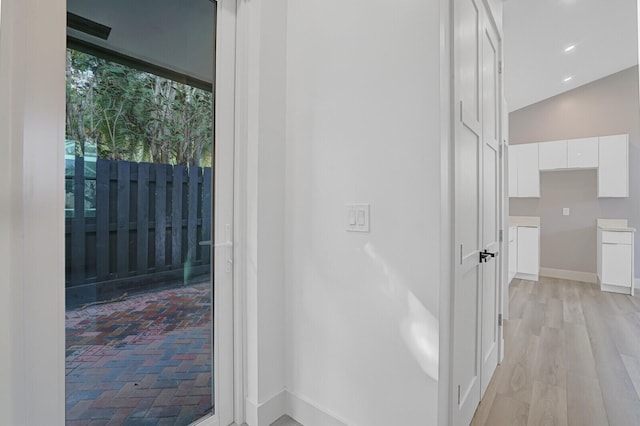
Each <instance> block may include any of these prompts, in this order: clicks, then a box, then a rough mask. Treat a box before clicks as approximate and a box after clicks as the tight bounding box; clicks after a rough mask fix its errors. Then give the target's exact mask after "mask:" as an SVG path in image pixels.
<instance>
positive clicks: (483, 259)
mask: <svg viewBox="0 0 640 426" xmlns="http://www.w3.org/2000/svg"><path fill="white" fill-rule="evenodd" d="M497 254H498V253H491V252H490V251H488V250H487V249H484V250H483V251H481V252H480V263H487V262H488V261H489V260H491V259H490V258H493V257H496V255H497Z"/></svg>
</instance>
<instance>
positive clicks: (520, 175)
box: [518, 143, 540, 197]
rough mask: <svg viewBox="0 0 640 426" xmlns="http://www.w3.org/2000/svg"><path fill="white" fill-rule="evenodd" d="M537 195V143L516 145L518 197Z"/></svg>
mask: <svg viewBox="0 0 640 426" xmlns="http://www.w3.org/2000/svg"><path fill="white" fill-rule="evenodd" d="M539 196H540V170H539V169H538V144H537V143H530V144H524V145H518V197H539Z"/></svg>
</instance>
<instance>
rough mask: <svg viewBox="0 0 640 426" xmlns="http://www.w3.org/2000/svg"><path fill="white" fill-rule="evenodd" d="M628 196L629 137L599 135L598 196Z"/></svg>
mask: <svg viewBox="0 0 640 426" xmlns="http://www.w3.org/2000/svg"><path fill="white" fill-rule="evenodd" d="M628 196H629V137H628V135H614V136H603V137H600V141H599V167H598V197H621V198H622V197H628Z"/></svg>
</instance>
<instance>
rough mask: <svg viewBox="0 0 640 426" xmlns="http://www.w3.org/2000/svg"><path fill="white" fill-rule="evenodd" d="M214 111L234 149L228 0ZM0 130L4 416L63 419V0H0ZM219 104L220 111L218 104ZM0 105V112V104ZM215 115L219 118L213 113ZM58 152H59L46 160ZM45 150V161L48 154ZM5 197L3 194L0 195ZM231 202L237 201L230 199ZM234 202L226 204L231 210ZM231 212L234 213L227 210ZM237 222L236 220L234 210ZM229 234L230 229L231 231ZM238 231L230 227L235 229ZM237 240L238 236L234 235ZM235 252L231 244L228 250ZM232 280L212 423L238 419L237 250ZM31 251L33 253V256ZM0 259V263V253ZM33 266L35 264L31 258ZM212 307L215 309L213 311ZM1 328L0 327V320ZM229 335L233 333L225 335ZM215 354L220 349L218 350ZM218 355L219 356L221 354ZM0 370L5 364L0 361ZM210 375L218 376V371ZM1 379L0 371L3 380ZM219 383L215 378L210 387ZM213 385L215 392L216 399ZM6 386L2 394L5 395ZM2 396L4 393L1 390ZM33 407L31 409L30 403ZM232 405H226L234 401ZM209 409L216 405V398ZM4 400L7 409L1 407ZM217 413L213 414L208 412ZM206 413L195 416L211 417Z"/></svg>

☆ ☆ ☆ ☆

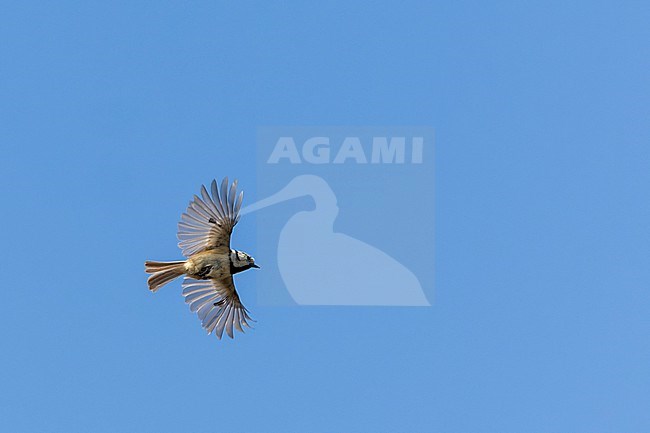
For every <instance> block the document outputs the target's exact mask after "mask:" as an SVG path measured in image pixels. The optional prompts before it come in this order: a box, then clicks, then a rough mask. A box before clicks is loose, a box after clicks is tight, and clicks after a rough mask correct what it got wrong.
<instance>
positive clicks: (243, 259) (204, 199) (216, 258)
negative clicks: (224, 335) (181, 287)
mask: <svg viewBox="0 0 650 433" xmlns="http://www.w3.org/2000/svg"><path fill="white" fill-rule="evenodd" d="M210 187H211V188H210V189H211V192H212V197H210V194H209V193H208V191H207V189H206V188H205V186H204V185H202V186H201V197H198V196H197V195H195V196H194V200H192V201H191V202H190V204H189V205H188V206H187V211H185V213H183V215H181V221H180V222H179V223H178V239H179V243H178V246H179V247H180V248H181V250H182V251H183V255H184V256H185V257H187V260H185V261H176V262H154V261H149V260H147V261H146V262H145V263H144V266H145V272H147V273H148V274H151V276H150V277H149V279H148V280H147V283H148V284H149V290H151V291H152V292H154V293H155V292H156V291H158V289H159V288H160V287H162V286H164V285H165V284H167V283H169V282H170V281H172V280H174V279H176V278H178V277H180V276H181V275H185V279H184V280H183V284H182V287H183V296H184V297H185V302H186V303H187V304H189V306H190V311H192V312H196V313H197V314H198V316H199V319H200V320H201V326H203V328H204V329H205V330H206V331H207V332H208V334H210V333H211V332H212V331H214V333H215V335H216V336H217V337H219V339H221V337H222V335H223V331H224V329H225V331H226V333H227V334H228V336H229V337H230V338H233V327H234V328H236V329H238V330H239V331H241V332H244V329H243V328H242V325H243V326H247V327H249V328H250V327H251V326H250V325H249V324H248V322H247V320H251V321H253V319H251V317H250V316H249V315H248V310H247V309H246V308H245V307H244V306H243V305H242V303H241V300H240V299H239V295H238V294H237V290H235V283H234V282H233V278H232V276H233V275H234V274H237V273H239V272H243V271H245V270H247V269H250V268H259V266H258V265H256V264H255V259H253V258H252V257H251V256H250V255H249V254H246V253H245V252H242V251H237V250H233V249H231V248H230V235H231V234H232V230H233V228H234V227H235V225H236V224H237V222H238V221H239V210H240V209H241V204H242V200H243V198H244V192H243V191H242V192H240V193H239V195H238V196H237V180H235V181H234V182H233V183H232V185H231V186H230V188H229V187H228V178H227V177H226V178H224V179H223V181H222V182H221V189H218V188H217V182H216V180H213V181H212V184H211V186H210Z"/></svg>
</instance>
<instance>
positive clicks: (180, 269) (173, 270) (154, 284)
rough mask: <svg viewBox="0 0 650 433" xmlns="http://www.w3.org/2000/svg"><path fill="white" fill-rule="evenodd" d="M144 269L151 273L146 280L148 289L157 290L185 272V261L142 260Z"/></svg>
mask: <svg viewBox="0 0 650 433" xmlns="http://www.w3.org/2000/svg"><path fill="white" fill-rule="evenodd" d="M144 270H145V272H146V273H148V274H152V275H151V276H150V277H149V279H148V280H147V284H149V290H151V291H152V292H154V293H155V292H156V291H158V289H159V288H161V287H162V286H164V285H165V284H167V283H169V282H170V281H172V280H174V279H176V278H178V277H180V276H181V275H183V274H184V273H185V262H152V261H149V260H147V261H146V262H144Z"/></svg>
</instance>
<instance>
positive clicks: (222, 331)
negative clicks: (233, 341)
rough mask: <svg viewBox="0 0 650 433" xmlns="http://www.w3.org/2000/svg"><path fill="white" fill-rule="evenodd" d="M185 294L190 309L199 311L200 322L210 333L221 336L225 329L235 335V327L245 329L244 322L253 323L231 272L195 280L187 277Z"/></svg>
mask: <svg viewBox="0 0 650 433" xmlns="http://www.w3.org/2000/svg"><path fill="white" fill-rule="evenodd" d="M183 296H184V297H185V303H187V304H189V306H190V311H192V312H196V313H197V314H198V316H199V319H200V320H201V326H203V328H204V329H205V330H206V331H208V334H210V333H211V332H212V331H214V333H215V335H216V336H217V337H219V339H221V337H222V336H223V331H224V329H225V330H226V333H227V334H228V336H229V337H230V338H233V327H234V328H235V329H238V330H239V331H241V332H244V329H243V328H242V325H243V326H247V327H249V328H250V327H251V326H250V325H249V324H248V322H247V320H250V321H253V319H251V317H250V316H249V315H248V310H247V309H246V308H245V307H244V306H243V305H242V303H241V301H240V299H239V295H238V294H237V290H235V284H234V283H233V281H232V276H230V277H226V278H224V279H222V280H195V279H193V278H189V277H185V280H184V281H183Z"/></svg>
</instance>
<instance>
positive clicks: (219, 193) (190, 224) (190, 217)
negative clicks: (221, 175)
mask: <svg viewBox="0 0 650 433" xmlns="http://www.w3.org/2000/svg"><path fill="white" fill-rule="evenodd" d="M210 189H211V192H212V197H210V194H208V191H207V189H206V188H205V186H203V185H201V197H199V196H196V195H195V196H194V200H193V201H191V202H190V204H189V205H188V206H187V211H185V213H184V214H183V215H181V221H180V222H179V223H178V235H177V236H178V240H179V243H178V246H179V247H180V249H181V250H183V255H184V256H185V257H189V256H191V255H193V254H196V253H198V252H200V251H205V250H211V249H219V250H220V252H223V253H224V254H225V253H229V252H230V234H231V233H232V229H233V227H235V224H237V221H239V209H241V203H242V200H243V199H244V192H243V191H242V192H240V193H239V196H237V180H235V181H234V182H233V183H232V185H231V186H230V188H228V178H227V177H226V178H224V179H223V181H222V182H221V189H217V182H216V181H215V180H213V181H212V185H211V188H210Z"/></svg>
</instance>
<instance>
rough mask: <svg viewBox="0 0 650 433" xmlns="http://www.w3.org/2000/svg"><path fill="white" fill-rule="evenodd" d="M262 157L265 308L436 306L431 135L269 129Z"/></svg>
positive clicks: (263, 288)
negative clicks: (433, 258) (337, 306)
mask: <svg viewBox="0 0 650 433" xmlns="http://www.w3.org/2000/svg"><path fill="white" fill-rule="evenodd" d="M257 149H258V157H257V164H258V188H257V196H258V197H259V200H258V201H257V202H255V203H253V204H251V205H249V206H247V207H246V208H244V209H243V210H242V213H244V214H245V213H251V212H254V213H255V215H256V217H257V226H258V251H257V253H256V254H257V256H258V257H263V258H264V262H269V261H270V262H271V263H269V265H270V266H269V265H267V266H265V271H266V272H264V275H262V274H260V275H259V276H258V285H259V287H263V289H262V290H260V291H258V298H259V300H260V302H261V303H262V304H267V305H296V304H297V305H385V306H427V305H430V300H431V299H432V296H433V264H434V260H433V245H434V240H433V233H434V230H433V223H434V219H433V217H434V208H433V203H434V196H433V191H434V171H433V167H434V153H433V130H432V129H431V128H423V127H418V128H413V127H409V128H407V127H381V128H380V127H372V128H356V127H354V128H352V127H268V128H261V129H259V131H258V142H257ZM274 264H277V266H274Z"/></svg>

☆ ☆ ☆ ☆

** Problem **
Report each line in the records above that contains the word "positive", copying every such line in full.

** Task answer **
positive clicks: (483, 259)
positive clicks: (520, 175)
positive clicks: (243, 259) (204, 199) (216, 258)
positive clicks: (180, 269) (173, 270) (154, 284)
positive clicks: (222, 331)
positive clicks: (219, 193) (190, 224) (190, 217)
positive clicks: (263, 288)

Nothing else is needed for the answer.